Page excerpt:
┌──
To state the case more correctly, it is curious that the first woman among our modern writers to achieve this type of novel should have happened to be a Southern woman. Because, since Miss Glasgow happens by birth and education to have a knowledge of Virginian scenes and people beyond that of other parts of the world, she has simply been obeying the most elementary principle of good technique when she chooses for her setting the region that she knows best; while such a volume as The Wheel of Life, in which the scene is laid in New York, is to be classed, in spite of much that is good, among the number of the author's blunders. One feels in this New York story as though Miss Glasgow were slightly out of her element, as though she lacked sympathy even for the best of the characters in it, and frankly disapproved of the others. It is even more difficult for a woman than for a man to attain the attitude of strict impersonality which is demanded by the highest rules of modern construction—and herein, one feels, lies one of Miss Glasgow's failings. She could not, if she would, help showing us how her heart goes out to certain favourite characters, young and old, white and black alike—nor would we have it otherwise, because in her affection for these people, whom she understands so profoundly, lies the secret of the abiding charm which they in turn possess for us.
└──
Localization data with one point per instance:
┌──
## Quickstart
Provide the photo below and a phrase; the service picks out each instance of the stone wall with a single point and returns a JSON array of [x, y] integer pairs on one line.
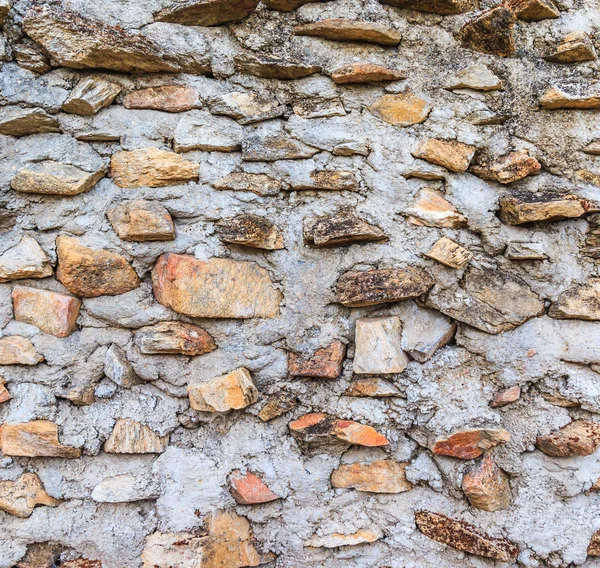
[[299, 284]]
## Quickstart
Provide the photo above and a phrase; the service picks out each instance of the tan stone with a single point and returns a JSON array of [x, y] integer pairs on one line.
[[25, 260], [131, 437], [90, 272], [151, 167], [35, 439], [215, 288], [21, 496], [227, 392], [385, 476], [403, 109], [51, 312], [54, 178]]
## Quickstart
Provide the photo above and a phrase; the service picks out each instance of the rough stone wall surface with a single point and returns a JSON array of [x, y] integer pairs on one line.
[[292, 294]]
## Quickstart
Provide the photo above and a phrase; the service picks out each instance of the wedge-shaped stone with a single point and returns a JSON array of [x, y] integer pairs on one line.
[[90, 95], [131, 437], [142, 221], [215, 288], [34, 440], [324, 363], [340, 229], [151, 167], [378, 346], [21, 496], [174, 337], [53, 313], [227, 392], [488, 299], [79, 42], [524, 207], [24, 260], [490, 32], [465, 537], [340, 29], [206, 12], [251, 231], [385, 476], [89, 272], [368, 288]]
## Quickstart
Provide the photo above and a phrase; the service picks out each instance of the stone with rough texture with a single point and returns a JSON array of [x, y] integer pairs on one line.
[[215, 288], [89, 272]]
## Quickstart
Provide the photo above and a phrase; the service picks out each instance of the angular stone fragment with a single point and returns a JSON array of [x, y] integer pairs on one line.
[[227, 392], [340, 29], [324, 363], [251, 231], [454, 156], [470, 444], [151, 167], [368, 288], [17, 350], [273, 67], [90, 95], [403, 109], [24, 260], [449, 253], [385, 476], [174, 337], [206, 12], [340, 229], [249, 489], [131, 437], [215, 288], [142, 221], [490, 32], [21, 496], [17, 121], [490, 300], [166, 98], [51, 312], [378, 349], [35, 439], [579, 438], [518, 208], [89, 272], [464, 537]]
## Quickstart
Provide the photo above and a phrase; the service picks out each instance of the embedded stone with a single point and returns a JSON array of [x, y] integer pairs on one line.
[[324, 363], [142, 221], [378, 350], [490, 32], [174, 337], [51, 312], [233, 391], [90, 95], [25, 260], [579, 438], [131, 437], [88, 272], [385, 476], [35, 439], [464, 537], [21, 496], [166, 98], [470, 444], [403, 109], [151, 167], [251, 231], [249, 489], [215, 288], [367, 288], [454, 156]]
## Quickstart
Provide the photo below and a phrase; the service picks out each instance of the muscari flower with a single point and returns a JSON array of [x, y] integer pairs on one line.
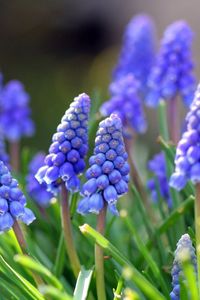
[[12, 201], [138, 51], [108, 174], [37, 191], [126, 103], [3, 155], [160, 182], [172, 74], [15, 114], [69, 147], [187, 159], [184, 249]]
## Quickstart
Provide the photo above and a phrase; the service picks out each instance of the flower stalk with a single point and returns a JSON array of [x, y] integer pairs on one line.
[[197, 229], [136, 177], [67, 229], [20, 237], [173, 119], [14, 155], [99, 259]]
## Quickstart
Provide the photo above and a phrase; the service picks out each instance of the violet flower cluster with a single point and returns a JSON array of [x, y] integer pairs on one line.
[[184, 248], [15, 114], [187, 159], [108, 174], [38, 192], [173, 71], [12, 201], [138, 51], [126, 103], [159, 184], [3, 154], [65, 160]]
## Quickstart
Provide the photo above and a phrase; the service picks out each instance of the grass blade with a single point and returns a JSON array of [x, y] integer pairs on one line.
[[82, 284]]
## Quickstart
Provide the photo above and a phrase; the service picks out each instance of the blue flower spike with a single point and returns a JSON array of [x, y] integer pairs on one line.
[[108, 174], [65, 161], [38, 192], [126, 102], [157, 166], [184, 250], [12, 201], [172, 74], [3, 154], [138, 51], [187, 159], [15, 118]]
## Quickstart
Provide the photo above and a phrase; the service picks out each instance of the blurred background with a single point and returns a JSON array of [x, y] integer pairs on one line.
[[59, 49]]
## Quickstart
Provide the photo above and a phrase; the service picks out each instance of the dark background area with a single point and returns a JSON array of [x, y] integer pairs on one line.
[[59, 49]]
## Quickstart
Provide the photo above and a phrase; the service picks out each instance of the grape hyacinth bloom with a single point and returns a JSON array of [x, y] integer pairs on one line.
[[108, 174], [126, 103], [38, 192], [187, 159], [160, 182], [12, 201], [138, 50], [69, 147], [172, 74], [184, 249], [3, 155], [15, 116]]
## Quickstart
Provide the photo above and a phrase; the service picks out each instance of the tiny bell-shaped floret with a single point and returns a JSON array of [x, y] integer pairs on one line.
[[184, 250], [138, 50], [65, 161], [15, 118], [108, 174], [187, 159], [12, 201], [38, 192], [172, 74], [157, 166], [126, 103]]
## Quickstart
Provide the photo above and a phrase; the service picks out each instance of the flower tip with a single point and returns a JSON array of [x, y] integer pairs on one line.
[[84, 228], [177, 181]]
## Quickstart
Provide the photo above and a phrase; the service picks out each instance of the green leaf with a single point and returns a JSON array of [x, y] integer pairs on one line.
[[146, 254], [19, 280], [54, 293], [83, 283], [35, 266], [145, 286], [60, 257], [191, 279]]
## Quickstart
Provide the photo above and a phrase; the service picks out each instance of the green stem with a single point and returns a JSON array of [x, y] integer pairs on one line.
[[173, 120], [60, 257], [22, 243], [99, 260], [162, 120], [118, 291], [197, 229], [20, 237], [67, 229]]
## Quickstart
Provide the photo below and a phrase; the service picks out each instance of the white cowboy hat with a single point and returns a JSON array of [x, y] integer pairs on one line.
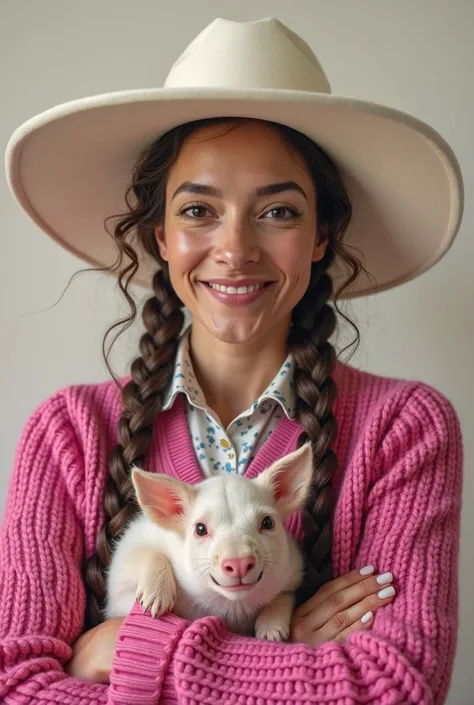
[[69, 167]]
└──
Work to complete:
**A.** In the passage on Miss Glasgow's fiction, what three impressions does one get of her in the New York story?
**B.** In the passage on Miss Glasgow's fiction, where is the scene of The Wheel of Life laid?
**C.** Continue the passage on Miss Glasgow's fiction from where it stops.

Results for the exercise:
**A.**
She seems slightly out of her element.
She seems to lack sympathy even for the best of its characters.
She seems to frankly disapprove of the others.

**B.** New York.

**C.**
Human stories, strong, tender, high-minded, her volumes undeniably are. But what one remembers about them, even after the specific story has faded from the mind, is their atmosphere of old-fashioned Southern courtesy and hospitality, of gentle breeding and steadfast adherence to traditional standards of honour. She has dealt with special skill with the anomalous and transitory conditions of society that followed the close of the war—the breaking down of old barriers; the fruitless resistance of conservatism to the new tendencies of social equality; the frequent pathetic struggles to keep up a brave show in spite of broken fortunes; the proud dignity that accepts poverty and hardship and manual labour with unbroken spirit. Such books as The Battle-Ground, The Deliverance, The Voice of the People, are in the best sense of the term novels of manners, which will be read by later generations with a curious interest because they will preserve a record of social conditions that are changing and passing away, more slowly yet quite as relentlessly as the dissolving vapours of a summer sunset.